_TEXT PROVIDED:_
==========

Overall, I have to ensure that the team stays as hospitable and encouraging towards the authors as possible; because it is the budding talent that we mostly deal with, and that they do not overstep any of the company’s predefined policies.

4. Which authors from Pakistan and abroad are your favorite?

Talking of the international authors J.K. Rowling will always be at the top of my list for obvious reasons. I really enjoy reading Sylvia Plath, Khaled Hosseini, Stephen King, Elif Shafek, Sydney Sheldon, Sarah J Mass, Sabah Tahir, Nicholas Sparks, and the list goes on.

The Pakistani authors that I really like are Abdullah Hussain, Hashim Nadeem, Omar Shahid Hamid, and Nimrah Ahmed. I know people have different views about Nimrah’s writing style but I love her scenic portrayals and the choice of words. Here, I have mentioned the authors from modern literature only because those from previous generations, as far as I have read them, were all maestros in my view, like Manto, Patras Bukhari, Bano Qudsia, Ashfaq Ahmed and many others, and I am yet to discover that era of literature in a broader way.

5. Which are your favorite novels?

Okay, I will not mention Harry Potter here because that is like blood to my body. I love “The Kite Runner”, not just for the sake of the book, but also because of all the book-based movies that I have watched,” The Kite Runner” seemed to be the best one of them. Even Harry Potter movies did not approach me on that level of perfection.

So, reading a book and loving it, and then watching a movie based on it and loving it the same way, has an impact on the way my imaginations works after I finish reading it. You know, I just wish we opened a book and all characters danced in front of us. It is a childish thought, but I am a firm believer in miracles! My other favorites include; “The Bell Jar” by Sylvia Plath, “The Diary of a Young Girl” by Anne Frank, “When Breath Becomes Air” by Paul Kalanithi, “Rose Madder” by Stephen King, “The Throne of Glass Series” by Sarah J. Mass, “Forty Rules of Love” by Elif Shafek, and “Amar Bail” by Nemrah Ahmed.

6. You have been responsible for editing manuscript entries in Daastan’s Stories Untold competition. How has the experience been for you?

Season 2 of the Stories Untold was the point where I officially stepped into this literary world as an Editor. Roller Coaster is the best word to describe my journey during those days. My main role was that of a project manager. However, later I became an Editor, a job I had never thought of being capable to do. On a minor level, I was already doing it at TAS, but this was different as at Daastan, here I had  to mentor  the aspiring authors.

In my life, my biggest advantage has always been my perseverance. When I decide to do something, I do it. There is no turning back or quitting, I never quit unless something is hurting my self-respect.

So, when Daastan offered me to be an Editor, I said okay, I can try it but expect errors because I am new to this, and the errors did occur, I have learned a lot from them and still am learning. To my surprise, everything worked out well. Three of the four people that I mentored during that season made it to the top six, and the fourth one is an exceptional author, Muhammad Omar Iftikhar, who keeps on exploring various genres, he is also the winner of NaNoWriMo 2017. I am lucky to have been associated with such remarkable talent as Bhaskar Paul, Neeraj Brahmankar, and Abhirun Das.

==========

_PROVIDED RECORDS:_

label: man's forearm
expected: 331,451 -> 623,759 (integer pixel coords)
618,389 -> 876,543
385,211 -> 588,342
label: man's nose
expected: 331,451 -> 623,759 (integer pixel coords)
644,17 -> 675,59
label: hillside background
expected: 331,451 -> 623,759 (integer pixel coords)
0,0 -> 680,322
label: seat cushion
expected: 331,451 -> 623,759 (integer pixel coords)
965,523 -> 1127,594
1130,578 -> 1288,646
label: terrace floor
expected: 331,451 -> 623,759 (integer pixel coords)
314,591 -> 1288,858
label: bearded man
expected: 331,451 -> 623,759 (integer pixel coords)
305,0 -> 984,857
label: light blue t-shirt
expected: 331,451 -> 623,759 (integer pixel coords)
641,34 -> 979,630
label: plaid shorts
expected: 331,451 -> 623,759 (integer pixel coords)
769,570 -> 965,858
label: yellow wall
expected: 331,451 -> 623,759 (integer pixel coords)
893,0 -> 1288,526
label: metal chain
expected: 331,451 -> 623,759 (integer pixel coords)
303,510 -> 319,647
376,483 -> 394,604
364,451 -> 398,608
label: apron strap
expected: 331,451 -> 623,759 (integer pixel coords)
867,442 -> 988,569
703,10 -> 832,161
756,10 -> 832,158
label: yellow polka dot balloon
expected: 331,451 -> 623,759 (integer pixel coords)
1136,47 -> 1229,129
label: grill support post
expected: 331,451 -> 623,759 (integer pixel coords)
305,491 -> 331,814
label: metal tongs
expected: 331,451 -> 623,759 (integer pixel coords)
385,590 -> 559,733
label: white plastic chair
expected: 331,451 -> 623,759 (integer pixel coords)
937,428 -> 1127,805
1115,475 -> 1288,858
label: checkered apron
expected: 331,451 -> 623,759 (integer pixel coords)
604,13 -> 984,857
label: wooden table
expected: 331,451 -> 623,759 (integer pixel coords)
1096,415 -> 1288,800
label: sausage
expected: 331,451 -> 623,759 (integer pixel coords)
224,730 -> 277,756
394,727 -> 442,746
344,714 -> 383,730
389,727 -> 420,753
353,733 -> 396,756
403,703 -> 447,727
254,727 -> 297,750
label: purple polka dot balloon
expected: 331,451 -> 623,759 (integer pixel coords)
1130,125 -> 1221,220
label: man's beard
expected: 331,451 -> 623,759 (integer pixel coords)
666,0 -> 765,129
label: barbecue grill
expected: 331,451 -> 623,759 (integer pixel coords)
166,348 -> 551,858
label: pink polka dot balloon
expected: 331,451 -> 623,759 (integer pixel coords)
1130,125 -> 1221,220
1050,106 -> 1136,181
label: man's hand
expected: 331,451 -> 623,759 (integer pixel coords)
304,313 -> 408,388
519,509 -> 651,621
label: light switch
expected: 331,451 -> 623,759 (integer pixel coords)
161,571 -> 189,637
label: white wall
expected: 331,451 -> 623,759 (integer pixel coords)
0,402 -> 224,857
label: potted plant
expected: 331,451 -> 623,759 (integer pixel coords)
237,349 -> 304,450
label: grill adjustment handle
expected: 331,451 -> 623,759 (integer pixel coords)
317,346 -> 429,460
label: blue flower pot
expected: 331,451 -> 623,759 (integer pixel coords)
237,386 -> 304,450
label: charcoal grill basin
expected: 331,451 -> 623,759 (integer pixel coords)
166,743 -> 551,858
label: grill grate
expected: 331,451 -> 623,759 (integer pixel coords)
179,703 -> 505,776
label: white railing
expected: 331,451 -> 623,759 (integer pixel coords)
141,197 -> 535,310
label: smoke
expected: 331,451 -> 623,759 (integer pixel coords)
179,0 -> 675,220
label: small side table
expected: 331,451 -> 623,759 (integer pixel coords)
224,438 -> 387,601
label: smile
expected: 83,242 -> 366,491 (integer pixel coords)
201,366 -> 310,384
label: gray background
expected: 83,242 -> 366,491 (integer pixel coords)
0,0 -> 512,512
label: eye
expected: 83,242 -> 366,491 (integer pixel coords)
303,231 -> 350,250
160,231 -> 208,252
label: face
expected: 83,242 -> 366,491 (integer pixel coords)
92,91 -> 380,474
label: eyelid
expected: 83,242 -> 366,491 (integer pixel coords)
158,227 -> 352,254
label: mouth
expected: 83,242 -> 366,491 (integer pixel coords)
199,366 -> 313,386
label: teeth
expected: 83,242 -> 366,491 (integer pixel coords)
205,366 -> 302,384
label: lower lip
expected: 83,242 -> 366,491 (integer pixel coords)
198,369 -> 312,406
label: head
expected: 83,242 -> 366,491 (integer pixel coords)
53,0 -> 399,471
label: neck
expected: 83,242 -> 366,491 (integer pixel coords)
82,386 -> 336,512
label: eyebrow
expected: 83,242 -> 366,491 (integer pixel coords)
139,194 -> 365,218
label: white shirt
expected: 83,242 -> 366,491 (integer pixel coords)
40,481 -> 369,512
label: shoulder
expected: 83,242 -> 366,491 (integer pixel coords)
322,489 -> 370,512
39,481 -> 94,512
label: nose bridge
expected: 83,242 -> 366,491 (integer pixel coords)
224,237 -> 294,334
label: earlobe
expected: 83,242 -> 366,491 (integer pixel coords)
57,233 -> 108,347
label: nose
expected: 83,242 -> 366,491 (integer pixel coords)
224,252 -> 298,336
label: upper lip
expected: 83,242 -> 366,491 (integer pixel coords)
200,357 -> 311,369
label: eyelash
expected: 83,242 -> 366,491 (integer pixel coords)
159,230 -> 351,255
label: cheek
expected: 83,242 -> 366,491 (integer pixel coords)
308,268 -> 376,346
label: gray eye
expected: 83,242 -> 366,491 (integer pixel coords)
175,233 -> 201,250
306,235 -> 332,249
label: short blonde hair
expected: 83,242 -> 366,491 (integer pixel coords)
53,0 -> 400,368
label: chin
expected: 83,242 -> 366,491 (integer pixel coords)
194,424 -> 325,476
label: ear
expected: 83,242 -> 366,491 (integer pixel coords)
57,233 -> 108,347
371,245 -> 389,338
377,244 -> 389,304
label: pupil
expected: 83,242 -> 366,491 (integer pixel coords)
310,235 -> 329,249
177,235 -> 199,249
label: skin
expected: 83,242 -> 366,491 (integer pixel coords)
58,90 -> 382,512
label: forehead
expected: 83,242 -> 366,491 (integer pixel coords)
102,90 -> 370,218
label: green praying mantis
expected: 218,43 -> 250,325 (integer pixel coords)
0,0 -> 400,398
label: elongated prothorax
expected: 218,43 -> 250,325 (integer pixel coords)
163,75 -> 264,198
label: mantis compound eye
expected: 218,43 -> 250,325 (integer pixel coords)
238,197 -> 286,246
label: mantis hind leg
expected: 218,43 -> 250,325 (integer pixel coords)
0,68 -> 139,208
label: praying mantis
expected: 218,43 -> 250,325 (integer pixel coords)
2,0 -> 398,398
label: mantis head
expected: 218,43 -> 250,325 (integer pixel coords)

==========

_SET OF TASKS:_
A – Translate this sentence from the interview about favorite authors and editing into Spanish: "In my life, my biggest advantage has always been my perseverance."
B – Continue the interview about favorite authors and editing from its last sentence.

_SET OF ANSWERS:_
A – En mi vida, mi mayor ventaja siempre ha sido mi perseverancia.

B –
Here, I would like to thank Aimen Siddiqui, Director Content, Daastan, I have learned a lot from her. I would like to thank Sidra Amin, Co-founder, Daastan, for my professional training. Syed Ommer Amer, Founder, Daastan, is also a great mentor and I am blessed to have these people in my life.

7. When editing manuscripts, what key problems did you realize the aspiring writers were facing?

Talking of the writers from Pakistan, here I will start counting the issues from the root to stem level i.e. from what is wrong within to what is wrong on the outside.

The first and foremost problem is writing for the sake of becoming famous or earning money. I personally believe that one should write because they love it not because they want to earn through it. That “Greater the reward, the best the input” philosophy does not apply here. It is a different world with unpredictable possibilities. Therefore, restricting yourself to a monetary reward is not a good idea.

Second, is overconfidence. It prevents them to absorb criticism down their skin. Therefore, talking of my experience here, I did come across some new writers who were not able to accept any kind of criticism on their manuscripts just because some XYZ friend said they have written a masterpiece. I would like to tell those friends that you are not doing justice with your comrade; you are rather becoming a core reason for their downfall when they step into the real world.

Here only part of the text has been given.